▶ PROMPT: From the text on Ecuador's population below, extract the part starting at "In the early" and ending at "them entry permits.", copying it word for word.

━━ TEXT SHOWN

According to a 2015 genealogical DNA testing, the average Ecuadorian is estimated to be 52.96% Native American, 41.77% European, and 5.26% Sub-Saharan African overall.
The majority of Ecuadorians live in the central provinces, the Andes mountains, or along the Pacific coast. The tropical forest region to the east of the mountains (El Oriente) remains sparsely populated and contains only about 3% of the population. Birth rate is 2-1 for each death. Marriages are usually from 14 and above using parental consent. About 12.4% of the population is married in the ages 15–19. Divorce rates are moderate.
Population cities (2010)
Status According to the 2010 Census
Immigration and emigration
A small east Asian Latino community, estimated at 2,500, mainly consists of those of Japanese and Chinese descent, whose ancestors arrived as miners, farmhands and fishermen in the late 19th century.
In the early years of World War II, Ecuador still admitted a certain number of immigrants, and in 1939, when several South American countries refused to accept 165 Jewish refugees from Germany aboard the ship Koenigstein, Ecuador granted them entry permits.
In recent years, Ecuador has grown in popularity among North American expatriates. They're drawn there by the authentic cultural experience and beautiful natural surroundings. Also, Ecuador's favorable residency options make for an easy transition for those who decide to settle there indefinitely.
Another perk that draws many expats to Ecuador is its low cost of living. Since everything from gas to groceries costs far less than in North America, it's a popular choice for those who are looking to make the most of their retirement budget.
Even real estate in Ecuador is much less than its tropical counterparts. However, as more and more North Americans are discovering Ecuador's potential, property prices are beginning to rise from where they were a decade ago, particularly in the areas that are popular among expats and tourists.
Ecuador's mainstream culture is defined by its Hispanic mestizo majority, and, like their ancestry, it is traditionally of Spanish heritage, influenced in different degrees by Amerindian traditions and in some cases by African elements. The first and most substantial wave of modern immigration to Ecuador consisted of Spanish colonists, following the arrival of Europeans in 1499. A lower number of other Europeans and North Americans migrated to the country in the late 19th and early twentieth centuries and, in smaller numbers, Poles, Lithuanians, English, Irish, and Croats during and after the Second World War.

━━━━
━━ MATERIAL SUPPLIED

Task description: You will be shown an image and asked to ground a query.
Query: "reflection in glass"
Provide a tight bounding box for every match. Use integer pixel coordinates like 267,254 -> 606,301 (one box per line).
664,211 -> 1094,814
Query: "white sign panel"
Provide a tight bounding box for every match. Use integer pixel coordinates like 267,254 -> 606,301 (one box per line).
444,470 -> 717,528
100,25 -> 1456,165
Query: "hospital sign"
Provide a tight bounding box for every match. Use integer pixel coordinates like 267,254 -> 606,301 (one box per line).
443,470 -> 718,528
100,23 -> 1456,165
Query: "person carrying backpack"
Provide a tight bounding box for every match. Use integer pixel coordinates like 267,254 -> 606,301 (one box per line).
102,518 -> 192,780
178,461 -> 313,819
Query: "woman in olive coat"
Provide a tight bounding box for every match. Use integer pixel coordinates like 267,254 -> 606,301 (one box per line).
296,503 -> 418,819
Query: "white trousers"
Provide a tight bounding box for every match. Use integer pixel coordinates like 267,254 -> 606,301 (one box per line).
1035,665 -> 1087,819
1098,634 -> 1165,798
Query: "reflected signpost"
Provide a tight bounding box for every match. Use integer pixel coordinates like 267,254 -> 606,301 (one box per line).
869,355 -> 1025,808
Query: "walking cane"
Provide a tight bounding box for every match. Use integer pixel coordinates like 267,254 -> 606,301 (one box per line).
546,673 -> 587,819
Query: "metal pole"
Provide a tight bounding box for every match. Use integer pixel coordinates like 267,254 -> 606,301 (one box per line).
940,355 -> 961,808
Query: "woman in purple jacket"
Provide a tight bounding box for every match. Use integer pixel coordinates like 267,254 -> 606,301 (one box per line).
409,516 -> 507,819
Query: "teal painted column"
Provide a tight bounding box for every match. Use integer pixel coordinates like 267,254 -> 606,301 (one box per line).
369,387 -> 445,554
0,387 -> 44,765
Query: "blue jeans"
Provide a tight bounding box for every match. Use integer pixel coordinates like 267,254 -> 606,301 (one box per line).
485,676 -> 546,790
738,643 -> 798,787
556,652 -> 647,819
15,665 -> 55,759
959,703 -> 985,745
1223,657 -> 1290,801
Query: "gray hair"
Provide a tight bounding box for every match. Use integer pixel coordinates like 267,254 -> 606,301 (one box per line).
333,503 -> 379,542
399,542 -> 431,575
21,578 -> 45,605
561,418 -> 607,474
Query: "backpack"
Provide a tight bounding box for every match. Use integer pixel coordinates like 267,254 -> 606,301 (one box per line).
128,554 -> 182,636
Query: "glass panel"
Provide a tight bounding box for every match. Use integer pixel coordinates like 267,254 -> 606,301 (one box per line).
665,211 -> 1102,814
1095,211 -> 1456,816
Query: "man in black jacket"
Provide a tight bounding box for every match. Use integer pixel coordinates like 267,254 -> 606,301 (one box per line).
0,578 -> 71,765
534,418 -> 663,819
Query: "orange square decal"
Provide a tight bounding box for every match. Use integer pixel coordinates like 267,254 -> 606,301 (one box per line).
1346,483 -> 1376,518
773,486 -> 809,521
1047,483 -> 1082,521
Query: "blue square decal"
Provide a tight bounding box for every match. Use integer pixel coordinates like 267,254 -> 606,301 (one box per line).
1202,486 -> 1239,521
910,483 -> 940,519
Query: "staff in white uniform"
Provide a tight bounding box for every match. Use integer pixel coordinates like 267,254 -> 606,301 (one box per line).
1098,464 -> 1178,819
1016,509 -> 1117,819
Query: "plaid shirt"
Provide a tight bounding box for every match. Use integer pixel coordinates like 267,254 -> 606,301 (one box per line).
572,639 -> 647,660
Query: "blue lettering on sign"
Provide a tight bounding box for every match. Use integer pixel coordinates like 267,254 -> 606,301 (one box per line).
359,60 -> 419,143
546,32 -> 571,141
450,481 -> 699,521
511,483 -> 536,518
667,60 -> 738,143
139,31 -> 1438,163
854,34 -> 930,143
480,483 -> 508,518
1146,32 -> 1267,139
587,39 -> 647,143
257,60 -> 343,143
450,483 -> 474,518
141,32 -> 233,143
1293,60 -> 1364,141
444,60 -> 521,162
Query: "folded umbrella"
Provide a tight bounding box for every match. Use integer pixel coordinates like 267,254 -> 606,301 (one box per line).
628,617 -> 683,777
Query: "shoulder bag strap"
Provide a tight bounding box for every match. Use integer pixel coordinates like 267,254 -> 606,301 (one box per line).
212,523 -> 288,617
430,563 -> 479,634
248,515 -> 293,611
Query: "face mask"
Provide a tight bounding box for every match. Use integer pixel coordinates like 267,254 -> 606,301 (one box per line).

━━━━

▶ EXPECTED OUTPUT:
In the early years of World War II, Ecuador still admitted a certain number of immigrants, and in 1939, when several South American countries refused to accept 165 Jewish refugees from Germany aboard the ship Koenigstein, Ecuador granted them entry permits.